* [What needs to be done]: Extract every line of the entries below that contains the string "door", matching case exactly.

** BEGIN Stored records **

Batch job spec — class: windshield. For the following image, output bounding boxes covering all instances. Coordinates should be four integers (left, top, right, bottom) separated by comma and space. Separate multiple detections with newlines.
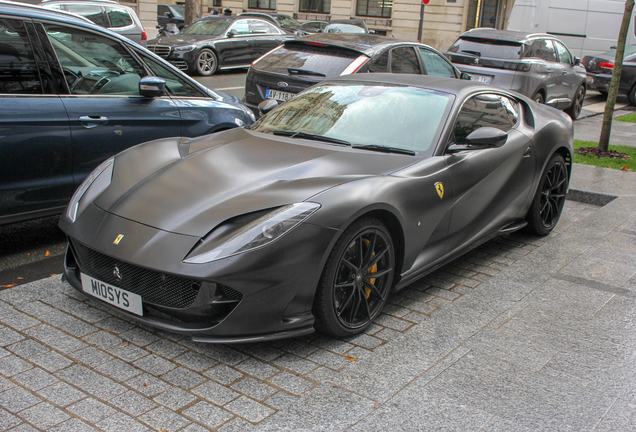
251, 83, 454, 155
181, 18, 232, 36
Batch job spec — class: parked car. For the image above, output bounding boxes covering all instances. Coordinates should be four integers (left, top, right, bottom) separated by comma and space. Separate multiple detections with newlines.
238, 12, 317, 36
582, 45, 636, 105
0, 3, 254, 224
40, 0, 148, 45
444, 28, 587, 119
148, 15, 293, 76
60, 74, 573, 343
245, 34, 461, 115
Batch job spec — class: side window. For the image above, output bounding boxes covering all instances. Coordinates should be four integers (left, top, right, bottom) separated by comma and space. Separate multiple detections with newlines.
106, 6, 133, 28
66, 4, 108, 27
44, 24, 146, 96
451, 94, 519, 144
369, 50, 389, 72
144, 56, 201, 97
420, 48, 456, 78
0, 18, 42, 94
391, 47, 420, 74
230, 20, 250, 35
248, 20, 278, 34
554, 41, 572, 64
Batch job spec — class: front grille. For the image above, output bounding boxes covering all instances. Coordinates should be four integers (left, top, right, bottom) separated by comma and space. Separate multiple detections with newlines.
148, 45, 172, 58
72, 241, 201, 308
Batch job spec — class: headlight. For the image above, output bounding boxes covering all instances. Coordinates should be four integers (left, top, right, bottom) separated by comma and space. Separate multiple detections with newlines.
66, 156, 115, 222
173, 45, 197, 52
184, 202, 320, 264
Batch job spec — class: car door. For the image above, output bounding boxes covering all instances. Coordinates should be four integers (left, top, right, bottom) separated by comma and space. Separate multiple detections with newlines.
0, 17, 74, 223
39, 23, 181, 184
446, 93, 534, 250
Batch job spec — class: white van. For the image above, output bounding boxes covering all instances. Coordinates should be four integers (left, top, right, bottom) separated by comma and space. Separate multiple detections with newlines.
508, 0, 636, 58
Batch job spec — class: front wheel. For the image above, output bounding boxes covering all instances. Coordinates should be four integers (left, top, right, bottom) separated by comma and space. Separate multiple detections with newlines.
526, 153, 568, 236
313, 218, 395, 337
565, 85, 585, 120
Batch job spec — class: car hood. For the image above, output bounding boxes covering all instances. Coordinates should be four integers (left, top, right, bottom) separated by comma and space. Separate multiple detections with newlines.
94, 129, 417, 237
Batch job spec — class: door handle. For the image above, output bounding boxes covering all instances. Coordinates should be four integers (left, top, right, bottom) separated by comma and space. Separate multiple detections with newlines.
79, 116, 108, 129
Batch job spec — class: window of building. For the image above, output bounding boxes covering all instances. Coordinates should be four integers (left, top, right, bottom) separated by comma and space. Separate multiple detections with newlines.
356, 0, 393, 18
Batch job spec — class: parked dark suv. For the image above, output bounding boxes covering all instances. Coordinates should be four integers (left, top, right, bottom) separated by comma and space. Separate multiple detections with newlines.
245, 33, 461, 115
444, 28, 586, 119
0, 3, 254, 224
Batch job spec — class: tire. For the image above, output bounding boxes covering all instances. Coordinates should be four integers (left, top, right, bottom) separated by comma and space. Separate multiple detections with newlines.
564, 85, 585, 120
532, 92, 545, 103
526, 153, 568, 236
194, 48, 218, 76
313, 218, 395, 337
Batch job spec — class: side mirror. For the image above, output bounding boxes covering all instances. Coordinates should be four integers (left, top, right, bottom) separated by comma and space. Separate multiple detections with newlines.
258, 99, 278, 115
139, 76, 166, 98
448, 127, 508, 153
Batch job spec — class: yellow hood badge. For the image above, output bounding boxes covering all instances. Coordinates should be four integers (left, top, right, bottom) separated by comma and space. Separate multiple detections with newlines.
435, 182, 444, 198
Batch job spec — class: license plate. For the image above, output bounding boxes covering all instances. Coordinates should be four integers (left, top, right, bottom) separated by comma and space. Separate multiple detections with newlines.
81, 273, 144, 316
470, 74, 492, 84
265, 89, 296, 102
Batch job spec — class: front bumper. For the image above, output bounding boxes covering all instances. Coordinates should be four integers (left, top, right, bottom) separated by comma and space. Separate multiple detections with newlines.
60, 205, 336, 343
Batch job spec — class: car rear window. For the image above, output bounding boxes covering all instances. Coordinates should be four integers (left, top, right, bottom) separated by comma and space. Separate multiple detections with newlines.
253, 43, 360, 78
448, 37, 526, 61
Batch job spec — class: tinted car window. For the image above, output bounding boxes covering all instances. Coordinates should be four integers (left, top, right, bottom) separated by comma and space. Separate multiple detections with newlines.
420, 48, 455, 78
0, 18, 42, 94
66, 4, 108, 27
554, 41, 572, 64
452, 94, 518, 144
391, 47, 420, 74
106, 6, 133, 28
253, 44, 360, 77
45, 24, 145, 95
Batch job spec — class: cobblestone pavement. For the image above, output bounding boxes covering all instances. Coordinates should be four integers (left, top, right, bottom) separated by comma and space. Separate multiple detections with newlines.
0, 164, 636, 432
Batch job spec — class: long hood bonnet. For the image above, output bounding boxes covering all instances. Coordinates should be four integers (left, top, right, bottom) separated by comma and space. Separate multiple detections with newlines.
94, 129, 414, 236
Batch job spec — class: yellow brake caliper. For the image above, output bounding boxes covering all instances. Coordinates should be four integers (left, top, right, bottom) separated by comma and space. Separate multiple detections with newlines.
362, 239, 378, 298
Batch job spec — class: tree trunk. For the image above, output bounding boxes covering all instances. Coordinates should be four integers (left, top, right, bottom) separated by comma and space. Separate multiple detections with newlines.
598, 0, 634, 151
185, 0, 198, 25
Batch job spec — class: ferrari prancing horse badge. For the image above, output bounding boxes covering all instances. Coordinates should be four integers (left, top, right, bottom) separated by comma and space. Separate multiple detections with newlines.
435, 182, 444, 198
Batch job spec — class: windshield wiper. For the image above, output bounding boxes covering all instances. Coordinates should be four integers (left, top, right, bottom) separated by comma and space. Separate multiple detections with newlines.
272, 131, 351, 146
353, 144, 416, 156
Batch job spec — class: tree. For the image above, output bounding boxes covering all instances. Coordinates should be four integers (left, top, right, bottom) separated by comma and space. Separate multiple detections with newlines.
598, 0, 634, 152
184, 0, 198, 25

** END Stored records **

* [Finished answer]:
Batch job spec — class: car door. For the image above, output bounding boxes covering all instances. Coordinates should be four integers (left, top, right, bottom) separated by comma and space. Separate multiple detections with newlines.
Batch job spec — class: door handle. For the image above, output bounding boxes covering all instances. Coordinates should be four integers (left, top, right, bottom) separated by comma and space. Separate multiple detections with newlines.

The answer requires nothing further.